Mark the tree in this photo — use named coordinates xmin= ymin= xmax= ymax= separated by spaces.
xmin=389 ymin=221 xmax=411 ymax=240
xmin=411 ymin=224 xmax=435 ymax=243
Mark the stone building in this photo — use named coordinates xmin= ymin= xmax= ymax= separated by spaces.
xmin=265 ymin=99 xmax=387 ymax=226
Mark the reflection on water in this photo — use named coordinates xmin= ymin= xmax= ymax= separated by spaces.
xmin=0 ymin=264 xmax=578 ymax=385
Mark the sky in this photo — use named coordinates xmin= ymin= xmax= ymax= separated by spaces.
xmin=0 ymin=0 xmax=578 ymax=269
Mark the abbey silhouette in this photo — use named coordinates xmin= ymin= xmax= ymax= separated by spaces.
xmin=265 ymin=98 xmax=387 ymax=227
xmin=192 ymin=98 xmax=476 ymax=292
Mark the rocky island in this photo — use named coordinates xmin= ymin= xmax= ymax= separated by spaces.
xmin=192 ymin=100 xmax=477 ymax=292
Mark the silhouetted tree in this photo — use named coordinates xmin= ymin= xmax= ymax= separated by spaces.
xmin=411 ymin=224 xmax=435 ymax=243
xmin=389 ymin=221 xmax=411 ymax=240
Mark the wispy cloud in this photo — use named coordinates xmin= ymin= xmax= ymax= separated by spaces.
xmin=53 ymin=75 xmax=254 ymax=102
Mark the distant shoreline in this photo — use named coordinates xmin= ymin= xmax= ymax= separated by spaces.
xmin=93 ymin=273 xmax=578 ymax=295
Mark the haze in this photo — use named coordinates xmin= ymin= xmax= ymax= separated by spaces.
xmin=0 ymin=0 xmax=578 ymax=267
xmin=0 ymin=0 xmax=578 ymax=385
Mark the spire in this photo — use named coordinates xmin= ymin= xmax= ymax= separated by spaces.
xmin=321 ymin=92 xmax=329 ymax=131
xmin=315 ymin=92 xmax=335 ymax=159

» Problem to work on:
Copy all of the records above word for word, keeping every line in its original order.

» Exercise response:
Mark the tree in this photo — use named coordinates xmin= ymin= xmax= ymax= separated by spaces.
xmin=389 ymin=221 xmax=411 ymax=240
xmin=411 ymin=224 xmax=435 ymax=243
Mark the stone building in this photo — use named coordinates xmin= ymin= xmax= ymax= separated by spaces.
xmin=265 ymin=99 xmax=387 ymax=226
Mark the reflection on water in this photo — use named coordinates xmin= ymin= xmax= ymax= separated by spaces.
xmin=0 ymin=264 xmax=578 ymax=385
Mark the sky in this photo — use named coordinates xmin= ymin= xmax= ymax= separated by spaces.
xmin=0 ymin=0 xmax=578 ymax=269
Mark the abbey silhouette in this photo — use named coordinates xmin= ymin= xmax= ymax= separated by spaces.
xmin=265 ymin=98 xmax=387 ymax=227
xmin=192 ymin=98 xmax=476 ymax=292
Mark the rocky island in this photo — use named coordinates xmin= ymin= xmax= ymax= separated by spaces.
xmin=192 ymin=100 xmax=477 ymax=292
Mark the silhouetted tree in this photo — use named coordinates xmin= ymin= xmax= ymax= separated by spaces.
xmin=411 ymin=224 xmax=435 ymax=243
xmin=389 ymin=221 xmax=411 ymax=240
Mark the wispy cloud in this photo — use named coordinates xmin= ymin= xmax= ymax= separated by spaces.
xmin=53 ymin=75 xmax=254 ymax=102
Mark the distant shoreline in this photo — use named coordinates xmin= ymin= xmax= ymax= separated by spaces.
xmin=93 ymin=273 xmax=578 ymax=295
Mark the haze in this photo — use named coordinates xmin= ymin= xmax= ymax= separated by spaces.
xmin=0 ymin=0 xmax=578 ymax=267
xmin=0 ymin=0 xmax=578 ymax=385
Mark the spire in this photo — use named coordinates xmin= ymin= xmax= ymax= separated by spaces.
xmin=321 ymin=92 xmax=329 ymax=131
xmin=315 ymin=92 xmax=335 ymax=159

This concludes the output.